** Directions for this task **
For each entry in the listing, produce an exact copy.

- Opening Delimiter -

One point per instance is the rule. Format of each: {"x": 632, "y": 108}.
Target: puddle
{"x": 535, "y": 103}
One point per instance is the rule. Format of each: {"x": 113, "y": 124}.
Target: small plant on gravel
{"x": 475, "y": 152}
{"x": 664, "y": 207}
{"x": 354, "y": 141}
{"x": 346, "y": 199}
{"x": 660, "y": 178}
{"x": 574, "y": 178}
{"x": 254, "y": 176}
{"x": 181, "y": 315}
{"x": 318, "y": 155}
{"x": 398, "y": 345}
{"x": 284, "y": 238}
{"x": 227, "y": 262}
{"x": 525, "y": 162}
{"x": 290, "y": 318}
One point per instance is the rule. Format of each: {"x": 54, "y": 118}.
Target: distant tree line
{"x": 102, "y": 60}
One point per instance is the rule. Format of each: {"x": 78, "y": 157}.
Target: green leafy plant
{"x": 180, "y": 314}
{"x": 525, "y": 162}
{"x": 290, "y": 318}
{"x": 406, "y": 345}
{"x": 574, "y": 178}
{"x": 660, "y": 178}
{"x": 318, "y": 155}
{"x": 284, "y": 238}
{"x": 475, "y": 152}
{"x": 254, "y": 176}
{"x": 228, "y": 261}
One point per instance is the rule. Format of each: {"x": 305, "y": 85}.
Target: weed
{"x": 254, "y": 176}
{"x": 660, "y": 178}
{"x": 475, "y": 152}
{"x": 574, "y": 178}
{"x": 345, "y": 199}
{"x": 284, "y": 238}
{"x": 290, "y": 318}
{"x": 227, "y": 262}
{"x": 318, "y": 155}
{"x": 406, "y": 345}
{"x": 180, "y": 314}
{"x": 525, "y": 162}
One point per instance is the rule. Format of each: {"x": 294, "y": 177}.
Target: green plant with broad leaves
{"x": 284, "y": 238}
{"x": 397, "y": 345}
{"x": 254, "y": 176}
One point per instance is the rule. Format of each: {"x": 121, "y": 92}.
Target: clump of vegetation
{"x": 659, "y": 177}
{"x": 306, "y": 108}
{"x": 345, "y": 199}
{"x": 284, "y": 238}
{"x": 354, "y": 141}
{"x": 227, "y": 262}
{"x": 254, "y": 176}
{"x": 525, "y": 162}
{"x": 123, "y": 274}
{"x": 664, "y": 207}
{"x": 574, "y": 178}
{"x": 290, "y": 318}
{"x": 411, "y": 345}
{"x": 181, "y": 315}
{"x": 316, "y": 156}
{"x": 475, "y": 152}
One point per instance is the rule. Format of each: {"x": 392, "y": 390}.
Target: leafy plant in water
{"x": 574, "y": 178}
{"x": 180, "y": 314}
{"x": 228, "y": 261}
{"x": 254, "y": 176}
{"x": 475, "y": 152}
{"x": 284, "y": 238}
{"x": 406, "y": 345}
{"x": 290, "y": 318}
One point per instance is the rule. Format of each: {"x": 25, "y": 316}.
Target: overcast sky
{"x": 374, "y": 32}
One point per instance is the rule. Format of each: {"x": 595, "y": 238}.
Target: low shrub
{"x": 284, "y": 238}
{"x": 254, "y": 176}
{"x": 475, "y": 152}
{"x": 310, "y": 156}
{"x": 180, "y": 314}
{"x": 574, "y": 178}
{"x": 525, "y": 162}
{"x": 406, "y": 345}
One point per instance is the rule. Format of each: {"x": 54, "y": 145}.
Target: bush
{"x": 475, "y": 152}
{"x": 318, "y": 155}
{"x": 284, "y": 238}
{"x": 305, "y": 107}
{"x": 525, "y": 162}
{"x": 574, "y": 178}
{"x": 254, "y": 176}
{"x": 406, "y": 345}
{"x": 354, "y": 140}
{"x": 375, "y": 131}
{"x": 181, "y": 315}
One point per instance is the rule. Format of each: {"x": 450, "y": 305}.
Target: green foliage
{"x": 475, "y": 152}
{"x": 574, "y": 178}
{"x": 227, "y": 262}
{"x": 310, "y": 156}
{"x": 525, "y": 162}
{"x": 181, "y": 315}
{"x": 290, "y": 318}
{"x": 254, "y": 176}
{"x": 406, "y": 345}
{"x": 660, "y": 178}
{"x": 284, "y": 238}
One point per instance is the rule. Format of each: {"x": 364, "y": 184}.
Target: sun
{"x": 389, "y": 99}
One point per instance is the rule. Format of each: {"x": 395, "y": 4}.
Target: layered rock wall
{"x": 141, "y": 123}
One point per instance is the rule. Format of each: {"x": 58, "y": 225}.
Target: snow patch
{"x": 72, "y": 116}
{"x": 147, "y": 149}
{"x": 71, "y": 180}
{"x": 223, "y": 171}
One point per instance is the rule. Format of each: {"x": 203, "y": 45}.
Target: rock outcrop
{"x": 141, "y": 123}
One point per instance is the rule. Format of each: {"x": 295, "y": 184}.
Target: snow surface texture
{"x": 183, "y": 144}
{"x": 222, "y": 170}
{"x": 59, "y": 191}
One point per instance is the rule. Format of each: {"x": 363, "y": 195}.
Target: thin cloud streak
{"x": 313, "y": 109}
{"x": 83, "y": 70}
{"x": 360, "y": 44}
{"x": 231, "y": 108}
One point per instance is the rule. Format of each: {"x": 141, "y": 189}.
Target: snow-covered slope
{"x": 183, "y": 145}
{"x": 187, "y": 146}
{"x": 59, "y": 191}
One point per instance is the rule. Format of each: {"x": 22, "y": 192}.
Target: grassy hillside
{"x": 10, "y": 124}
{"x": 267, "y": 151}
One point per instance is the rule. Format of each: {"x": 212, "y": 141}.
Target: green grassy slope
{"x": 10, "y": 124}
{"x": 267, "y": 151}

- Closing Delimiter -

** Task response **
One point per instance is the rule. Format of each: {"x": 632, "y": 108}.
Target: puddle
{"x": 535, "y": 103}
One point per instance is the rule. Format of each: {"x": 113, "y": 124}.
Target: small plant on gravel
{"x": 475, "y": 152}
{"x": 664, "y": 207}
{"x": 354, "y": 141}
{"x": 346, "y": 199}
{"x": 660, "y": 178}
{"x": 574, "y": 178}
{"x": 254, "y": 176}
{"x": 181, "y": 315}
{"x": 318, "y": 155}
{"x": 398, "y": 345}
{"x": 284, "y": 238}
{"x": 227, "y": 262}
{"x": 525, "y": 162}
{"x": 290, "y": 318}
One point per instance is the rule. Format of each: {"x": 54, "y": 118}.
Target: distant tree line
{"x": 102, "y": 60}
One point per instance is the rule. Format of each: {"x": 78, "y": 157}.
Target: green leafy plant
{"x": 180, "y": 314}
{"x": 525, "y": 162}
{"x": 290, "y": 318}
{"x": 406, "y": 345}
{"x": 574, "y": 178}
{"x": 660, "y": 178}
{"x": 318, "y": 155}
{"x": 284, "y": 238}
{"x": 475, "y": 152}
{"x": 254, "y": 176}
{"x": 228, "y": 261}
One point per instance is the rule. Format of each: {"x": 305, "y": 85}.
Target: weed
{"x": 254, "y": 176}
{"x": 660, "y": 178}
{"x": 475, "y": 152}
{"x": 574, "y": 178}
{"x": 345, "y": 199}
{"x": 284, "y": 238}
{"x": 290, "y": 318}
{"x": 227, "y": 262}
{"x": 318, "y": 155}
{"x": 406, "y": 345}
{"x": 180, "y": 314}
{"x": 525, "y": 162}
One point per instance is the rule. Format of each: {"x": 294, "y": 177}.
Target: green plant with broad leaves
{"x": 284, "y": 238}
{"x": 397, "y": 345}
{"x": 254, "y": 176}
One point per instance is the rule. Format of each: {"x": 121, "y": 92}.
Target: clump of vegetation
{"x": 659, "y": 177}
{"x": 306, "y": 108}
{"x": 345, "y": 199}
{"x": 284, "y": 238}
{"x": 354, "y": 141}
{"x": 227, "y": 262}
{"x": 254, "y": 176}
{"x": 525, "y": 162}
{"x": 123, "y": 274}
{"x": 664, "y": 207}
{"x": 574, "y": 178}
{"x": 290, "y": 318}
{"x": 411, "y": 345}
{"x": 181, "y": 315}
{"x": 316, "y": 156}
{"x": 475, "y": 152}
One point per instance is the rule. Format of each: {"x": 392, "y": 390}.
Target: leafy plant in water
{"x": 574, "y": 178}
{"x": 180, "y": 314}
{"x": 228, "y": 261}
{"x": 254, "y": 176}
{"x": 475, "y": 152}
{"x": 284, "y": 238}
{"x": 406, "y": 345}
{"x": 290, "y": 318}
One point per instance is the rule. Format of each: {"x": 25, "y": 316}.
Target: overcast sky
{"x": 374, "y": 32}
One point per instance is the rule. Format of each: {"x": 595, "y": 238}.
Target: low shrub
{"x": 284, "y": 238}
{"x": 254, "y": 176}
{"x": 475, "y": 152}
{"x": 310, "y": 156}
{"x": 180, "y": 314}
{"x": 574, "y": 178}
{"x": 525, "y": 162}
{"x": 406, "y": 345}
One point per instance is the rule. Format of each: {"x": 54, "y": 145}.
Target: bush
{"x": 475, "y": 152}
{"x": 318, "y": 155}
{"x": 284, "y": 238}
{"x": 305, "y": 107}
{"x": 525, "y": 162}
{"x": 574, "y": 178}
{"x": 254, "y": 176}
{"x": 406, "y": 345}
{"x": 354, "y": 140}
{"x": 375, "y": 131}
{"x": 181, "y": 315}
One point per instance is the rule. Format of each: {"x": 450, "y": 305}.
Target: green foliage
{"x": 475, "y": 152}
{"x": 574, "y": 178}
{"x": 227, "y": 262}
{"x": 310, "y": 156}
{"x": 525, "y": 162}
{"x": 181, "y": 315}
{"x": 290, "y": 318}
{"x": 254, "y": 176}
{"x": 406, "y": 345}
{"x": 660, "y": 178}
{"x": 284, "y": 238}
One point per instance is the rule. Format of each: {"x": 364, "y": 184}.
Target: sun
{"x": 389, "y": 99}
One point per instance is the rule. Format of each: {"x": 395, "y": 4}.
Target: layered rock wall
{"x": 141, "y": 123}
One point per instance is the rule. Format of each: {"x": 58, "y": 225}.
Target: snow patch
{"x": 72, "y": 116}
{"x": 147, "y": 149}
{"x": 71, "y": 180}
{"x": 223, "y": 171}
One point per instance is the rule. Format of each: {"x": 203, "y": 45}.
Target: rock outcrop
{"x": 141, "y": 123}
One point per instance is the rule. Format of each: {"x": 295, "y": 184}.
Target: snow surface texture
{"x": 183, "y": 144}
{"x": 222, "y": 170}
{"x": 59, "y": 191}
One point per instance is the rule. Format of each: {"x": 363, "y": 195}.
Target: thin cloud streak
{"x": 313, "y": 109}
{"x": 83, "y": 70}
{"x": 360, "y": 44}
{"x": 231, "y": 108}
One point per instance is the rule. Format of each: {"x": 141, "y": 189}.
Target: snow-covered slope
{"x": 183, "y": 145}
{"x": 187, "y": 146}
{"x": 59, "y": 191}
One point per instance is the rule. Format of each: {"x": 22, "y": 192}.
Target: grassy hillside
{"x": 10, "y": 124}
{"x": 267, "y": 151}
One point per instance is the rule. Format of each: {"x": 212, "y": 141}.
Target: green grassy slope
{"x": 10, "y": 124}
{"x": 267, "y": 151}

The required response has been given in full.